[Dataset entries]
==*==
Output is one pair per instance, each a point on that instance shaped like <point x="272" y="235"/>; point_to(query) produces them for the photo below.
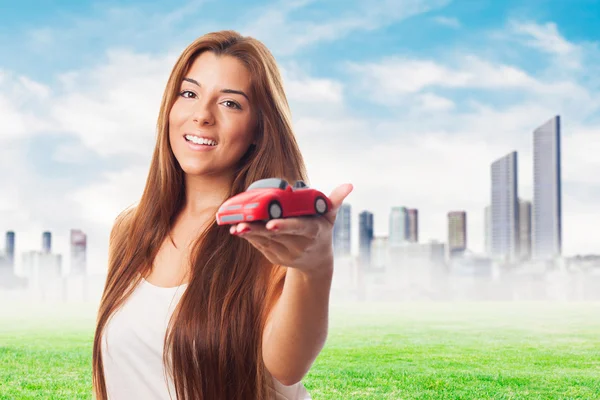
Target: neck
<point x="205" y="193"/>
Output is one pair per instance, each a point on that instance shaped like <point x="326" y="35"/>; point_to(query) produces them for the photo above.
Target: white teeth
<point x="197" y="140"/>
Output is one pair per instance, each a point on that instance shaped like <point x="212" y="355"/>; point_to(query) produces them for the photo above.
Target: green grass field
<point x="374" y="351"/>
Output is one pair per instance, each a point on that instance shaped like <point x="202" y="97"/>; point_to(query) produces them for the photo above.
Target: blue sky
<point x="425" y="93"/>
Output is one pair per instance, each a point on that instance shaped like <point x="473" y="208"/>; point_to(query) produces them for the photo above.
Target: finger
<point x="337" y="197"/>
<point x="301" y="226"/>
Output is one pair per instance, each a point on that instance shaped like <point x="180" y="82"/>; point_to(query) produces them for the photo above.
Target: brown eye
<point x="182" y="94"/>
<point x="235" y="105"/>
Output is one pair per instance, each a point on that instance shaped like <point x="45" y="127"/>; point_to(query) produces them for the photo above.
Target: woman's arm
<point x="296" y="329"/>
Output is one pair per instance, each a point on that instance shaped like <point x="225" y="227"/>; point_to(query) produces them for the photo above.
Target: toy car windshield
<point x="269" y="183"/>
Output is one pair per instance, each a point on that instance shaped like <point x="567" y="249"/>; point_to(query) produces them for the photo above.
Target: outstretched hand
<point x="304" y="242"/>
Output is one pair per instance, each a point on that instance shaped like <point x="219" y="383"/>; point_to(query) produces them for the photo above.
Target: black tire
<point x="275" y="211"/>
<point x="321" y="206"/>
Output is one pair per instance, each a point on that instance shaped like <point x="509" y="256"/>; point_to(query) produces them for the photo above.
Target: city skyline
<point x="403" y="118"/>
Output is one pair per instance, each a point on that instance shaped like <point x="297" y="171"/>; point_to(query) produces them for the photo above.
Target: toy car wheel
<point x="320" y="205"/>
<point x="275" y="210"/>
==*==
▸ PROBLEM
Reproduce all of the data exactly, omitting each picture it holds.

▸ RESPONSE BOX
Output is one pair per instance, each a point on that instance shaped like <point x="272" y="235"/>; point_to(query) produces them for the photo below.
Target: neck
<point x="205" y="193"/>
Output is one pair per instance, each a point on that instance shaped like <point x="326" y="35"/>; point_to(query) produces them for the photo above.
Target: white teeth
<point x="197" y="140"/>
Output is one pair per instance, each a point on that instance shaped like <point x="212" y="355"/>; point_to(query) produces them for the photo above.
Target: green grass field
<point x="374" y="351"/>
Output is one pair per instance, each a point on that instance shaped like <point x="202" y="97"/>; point_to(query) produces them for the photo above.
Target: blue sky
<point x="425" y="93"/>
Output is one pair per instance, each a point on that instance shaped like <point x="473" y="208"/>; point_to(query) produces them for the photo above.
Target: finger
<point x="337" y="197"/>
<point x="301" y="226"/>
Output is one pair per instance, each a point on that instance shaped like <point x="180" y="82"/>; point_to(query) produces them for the photo above.
Target: brown eye
<point x="182" y="94"/>
<point x="235" y="105"/>
Output is one pair per instance, each a point on that instance shaped like <point x="45" y="127"/>; point_to(query) produces them for the photo above.
Target: woman's arm
<point x="296" y="329"/>
Output is one pair per instance, each a point on that instance shaped like <point x="225" y="227"/>; point_to(query) produces them for the photo above.
Target: toy car windshield
<point x="269" y="183"/>
Output is one pair per instance, each a point on that instance shaped like <point x="567" y="249"/>; point_to(query) produces them for the photo above.
Target: outstretched hand
<point x="304" y="242"/>
Output is one pair per instance, each a point on that instance shaped like <point x="219" y="383"/>; point_to(query) produces them for the photo above.
Target: black tire
<point x="275" y="211"/>
<point x="321" y="206"/>
Output is one pair per instance, each a point on that instance shaped like <point x="509" y="256"/>; point_to(query) produces them for the photo above.
Target: city skyline
<point x="403" y="118"/>
Output is one pair per instance, each a point on that instance shaped like <point x="297" y="171"/>; point_to(query) produces them for the photo above.
Target: toy car wheel
<point x="320" y="205"/>
<point x="275" y="210"/>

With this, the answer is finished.